À FAIRE:
(1) Répondez aux questions suivantes à l'aide de l'extrait.
(a) Qui trouvait-on sur le pont lorsqu'on s'y asseyait au milieu de la nuit ?
(b) Qu'est-ce qui appelait l'équipage à la prière ?
(c) Vers quel point cardinal la proue du vaisseau regardait-elle ?
(2) Reproduisez fidèlement le passage de l'extrait qui va de « Je ne suis rien : je » à « qui regardoit l’occident. ».

Il nous arrivoit souvent de nous lever au milieu de la nuit et d’aller nous asseoir sur le pont, où nous ne trouvions que l’officier de quart et quelques matelots qui fumoient leur pipe en silence. Pour tout bruit on entendoit le froissement de la proue sur les flots, tandis que des étincelles de feu couroient avec une blanche écume le long des flancs du navire. Dieu des chrétiens ! c’est surtout dans les eaux de l’abîme et dans les profondeurs des cieux que tu as gravé bien fortement les traits de ta toute-puissance : des millions d’étoiles rayonnant dans le sombre azur du dôme céleste, la lune au milieu du firmament, une mer sans rivages, l’infini dans le ciel et sur les flots ! Jamais tu ne m’as plus troublé de ta grandeur que dans ces nuits où, suspendu entre les astres et l’Océan, j’avais l’immensité sur ma tête et l’immensité sous mes pieds !

Je ne suis rien : je ne suis qu’un simple solitaire. J’ai souvent entendu les savants disputer sur le premier Être, et je ne les ai point compris ; mais j’ai toujours remarqué que c’est à la vue des grandes scènes de la nature que cet Être inconnu se manifeste au cœur de l’homme. Un soir (il faisoit un profond calme) nous nous trouvions dans ces belles mers qui baignent les rivages de la Virginie ; toutes les voiles étoient pliées ; j’étais occupé sous le pont, lorsque j’entendis la cloche qui appeloit l’équipage à la prière : je me hâtai d’aller mêler mes vœux à ceux de mes compagnons de voyage. Les officiers étoient sur le château de poupe avec les passagers ; l’aumônier, un livre à la main, se tenoit un peu en avant d’eux ; les matelots étoient répandus pêle-mêle sur le tillac : nous étions tous debout, le visage tourné vers la proue du vaisseau, qui regardoit l’occident.

Le globe du soleil, prêt à se plonger dans les flots, apparaissoit entre les cordages du navire au milieu des espaces sans bornes. On eût dit, par les balancements de la poupe, que l’astre radieux changeoit à chaque instant d’horizon. Quelques nuages étoient jetés sans ordre dans l’orient, où la lune montoit avec lenteur ; le reste du ciel étoit pur : vers le nord, formant un glorieux triangle avec l’astre du jour et celui de la nuit, une trombe, brillante des couleurs du prisme, s’élevoit de la mer comme un pilier de cristal supportant la voûte du ciel.

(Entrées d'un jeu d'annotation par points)

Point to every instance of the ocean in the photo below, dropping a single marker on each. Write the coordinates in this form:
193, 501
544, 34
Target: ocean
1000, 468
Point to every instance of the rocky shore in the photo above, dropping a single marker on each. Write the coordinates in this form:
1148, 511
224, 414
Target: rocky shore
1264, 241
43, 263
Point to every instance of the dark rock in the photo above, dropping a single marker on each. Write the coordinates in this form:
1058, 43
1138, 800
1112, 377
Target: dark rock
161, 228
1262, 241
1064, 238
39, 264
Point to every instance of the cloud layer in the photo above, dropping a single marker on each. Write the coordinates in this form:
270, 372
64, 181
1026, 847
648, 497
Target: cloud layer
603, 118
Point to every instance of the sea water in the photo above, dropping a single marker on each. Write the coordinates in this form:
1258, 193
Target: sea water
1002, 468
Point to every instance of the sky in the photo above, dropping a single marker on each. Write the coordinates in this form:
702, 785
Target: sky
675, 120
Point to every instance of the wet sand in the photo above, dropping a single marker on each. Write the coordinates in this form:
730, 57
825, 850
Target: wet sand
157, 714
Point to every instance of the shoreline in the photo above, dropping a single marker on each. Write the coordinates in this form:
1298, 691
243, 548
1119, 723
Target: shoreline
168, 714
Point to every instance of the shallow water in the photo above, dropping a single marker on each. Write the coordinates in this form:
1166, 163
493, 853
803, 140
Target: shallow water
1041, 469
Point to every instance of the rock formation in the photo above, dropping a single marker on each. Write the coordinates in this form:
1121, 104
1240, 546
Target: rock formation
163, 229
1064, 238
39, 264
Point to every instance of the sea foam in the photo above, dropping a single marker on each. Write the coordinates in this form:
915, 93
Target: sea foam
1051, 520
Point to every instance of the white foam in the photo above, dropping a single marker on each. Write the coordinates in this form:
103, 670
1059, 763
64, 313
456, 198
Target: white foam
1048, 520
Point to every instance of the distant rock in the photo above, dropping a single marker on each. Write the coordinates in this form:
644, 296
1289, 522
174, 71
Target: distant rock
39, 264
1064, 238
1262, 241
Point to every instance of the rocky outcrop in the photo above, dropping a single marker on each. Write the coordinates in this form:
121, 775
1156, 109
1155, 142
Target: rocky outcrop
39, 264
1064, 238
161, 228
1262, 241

RÉPONSES FOURNIES:
(1)
(a) L'officier de quart et quelques matelots qui fumaient leur pipe en silence.
(b) La cloche.
(c) L'occident.

(2)
Je ne suis rien : je ne suis qu’un simple solitaire. J’ai souvent entendu les savants disputer sur le premier Être, et je ne les ai point compris ; mais j’ai toujours remarqué que c’est à la vue des grandes scènes de la nature que cet Être inconnu se manifeste au cœur de l’homme. Un soir (il faisoit un profond calme) nous nous trouvions dans ces belles mers qui baignent les rivages de la Virginie ; toutes les voiles étoient pliées ; j’étais occupé sous le pont, lorsque j’entendis la cloche qui appeloit l’équipage à la prière : je me hâtai d’aller mêler mes vœux à ceux de mes compagnons de voyage. Les officiers étoient sur le château de poupe avec les passagers ; l’aumônier, un livre à la main, se tenoit un peu en avant d’eux ; les matelots étoient répandus pêle-mêle sur le tillac : nous étions tous debout, le visage tourné vers la proue du vaisseau, qui regardoit l’occident.